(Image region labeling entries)

══════════

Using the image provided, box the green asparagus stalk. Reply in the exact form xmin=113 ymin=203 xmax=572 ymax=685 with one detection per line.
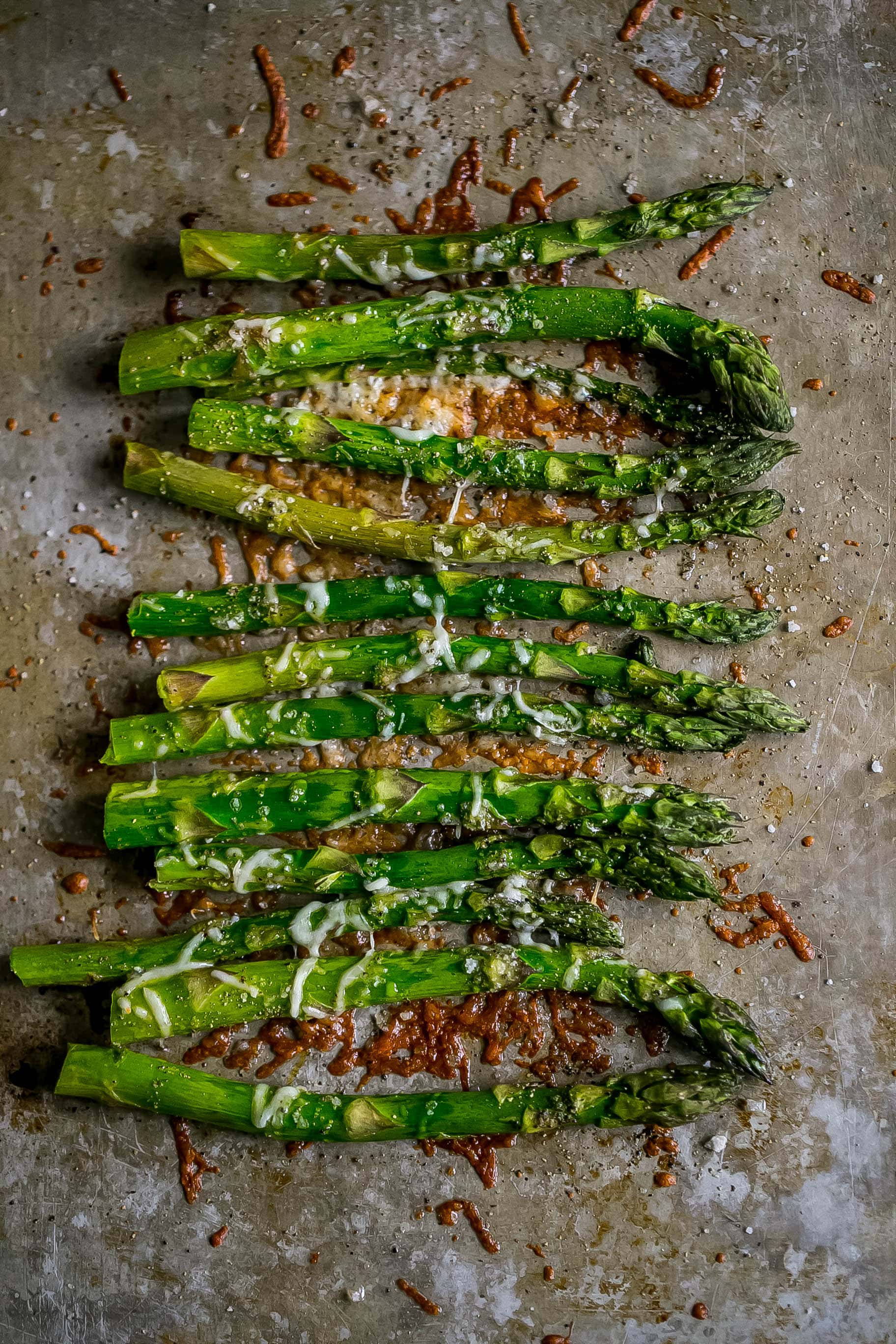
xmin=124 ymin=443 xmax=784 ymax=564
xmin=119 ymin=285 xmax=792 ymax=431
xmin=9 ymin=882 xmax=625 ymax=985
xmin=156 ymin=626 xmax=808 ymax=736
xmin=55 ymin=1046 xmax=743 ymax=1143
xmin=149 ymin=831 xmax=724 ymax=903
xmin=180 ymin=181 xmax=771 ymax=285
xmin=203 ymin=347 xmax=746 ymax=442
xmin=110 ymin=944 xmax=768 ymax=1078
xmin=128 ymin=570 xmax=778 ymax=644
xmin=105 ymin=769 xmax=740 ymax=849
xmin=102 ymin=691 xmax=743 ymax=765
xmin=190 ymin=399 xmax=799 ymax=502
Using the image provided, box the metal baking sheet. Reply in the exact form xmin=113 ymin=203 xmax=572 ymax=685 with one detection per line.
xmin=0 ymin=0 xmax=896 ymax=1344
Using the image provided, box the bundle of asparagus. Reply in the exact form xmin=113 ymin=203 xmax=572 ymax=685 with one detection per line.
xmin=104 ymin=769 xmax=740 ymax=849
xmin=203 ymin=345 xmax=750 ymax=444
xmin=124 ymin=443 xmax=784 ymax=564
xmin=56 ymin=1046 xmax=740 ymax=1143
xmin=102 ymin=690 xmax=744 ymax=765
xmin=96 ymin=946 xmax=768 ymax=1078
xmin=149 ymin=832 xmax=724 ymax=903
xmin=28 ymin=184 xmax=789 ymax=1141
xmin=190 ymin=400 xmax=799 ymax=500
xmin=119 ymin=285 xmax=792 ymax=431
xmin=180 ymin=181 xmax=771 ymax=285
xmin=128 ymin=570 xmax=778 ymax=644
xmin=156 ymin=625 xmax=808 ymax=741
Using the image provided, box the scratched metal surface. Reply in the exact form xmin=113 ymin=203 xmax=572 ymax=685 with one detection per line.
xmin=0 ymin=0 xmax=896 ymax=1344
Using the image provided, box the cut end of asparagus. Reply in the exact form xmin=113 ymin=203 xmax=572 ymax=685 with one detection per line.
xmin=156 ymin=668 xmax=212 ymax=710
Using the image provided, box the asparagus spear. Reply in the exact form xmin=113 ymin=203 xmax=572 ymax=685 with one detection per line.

══════════

■ **EXERCISE OBJECTIVE**
Write out all of the image region labeling entries above word for word, leaving out the pictures.

■ **COMPLETE RESPONSE**
Using the image provided, box the green asparagus stalk. Reply in the exact form xmin=113 ymin=203 xmax=572 ymax=685 with one detection per line.
xmin=124 ymin=443 xmax=784 ymax=564
xmin=119 ymin=285 xmax=792 ymax=431
xmin=9 ymin=882 xmax=625 ymax=985
xmin=156 ymin=626 xmax=808 ymax=736
xmin=55 ymin=1046 xmax=743 ymax=1143
xmin=149 ymin=831 xmax=724 ymax=903
xmin=180 ymin=181 xmax=771 ymax=285
xmin=203 ymin=347 xmax=746 ymax=442
xmin=110 ymin=944 xmax=768 ymax=1078
xmin=128 ymin=570 xmax=778 ymax=644
xmin=105 ymin=769 xmax=740 ymax=849
xmin=102 ymin=691 xmax=743 ymax=765
xmin=190 ymin=399 xmax=799 ymax=502
Using the image provided, box the metal baking sheet. Reply in the exact form xmin=113 ymin=203 xmax=572 ymax=685 with one detection per line.
xmin=0 ymin=0 xmax=896 ymax=1344
Using the image provided, box the bundle of asparagus. Reply in the exact form xmin=113 ymin=203 xmax=572 ymax=685 with one detection per line.
xmin=104 ymin=769 xmax=740 ymax=849
xmin=203 ymin=345 xmax=750 ymax=444
xmin=124 ymin=443 xmax=784 ymax=564
xmin=56 ymin=1046 xmax=740 ymax=1143
xmin=102 ymin=690 xmax=744 ymax=765
xmin=96 ymin=946 xmax=768 ymax=1078
xmin=149 ymin=832 xmax=724 ymax=903
xmin=28 ymin=184 xmax=789 ymax=1141
xmin=190 ymin=400 xmax=799 ymax=500
xmin=119 ymin=285 xmax=792 ymax=431
xmin=180 ymin=181 xmax=771 ymax=285
xmin=128 ymin=570 xmax=778 ymax=644
xmin=156 ymin=625 xmax=808 ymax=741
Using the image provided, box the scratched metal surface. Reply in the exact form xmin=113 ymin=203 xmax=572 ymax=685 with one detection per line.
xmin=0 ymin=0 xmax=896 ymax=1344
Using the image provided, box the cut end of asparagus. Reply in the exact form xmin=113 ymin=203 xmax=572 ymax=685 with one detection per line.
xmin=156 ymin=668 xmax=212 ymax=710
Using the image provided, box the asparagus spear. Reply in the exact form xmin=113 ymin=203 xmax=572 ymax=685 with one detection per line.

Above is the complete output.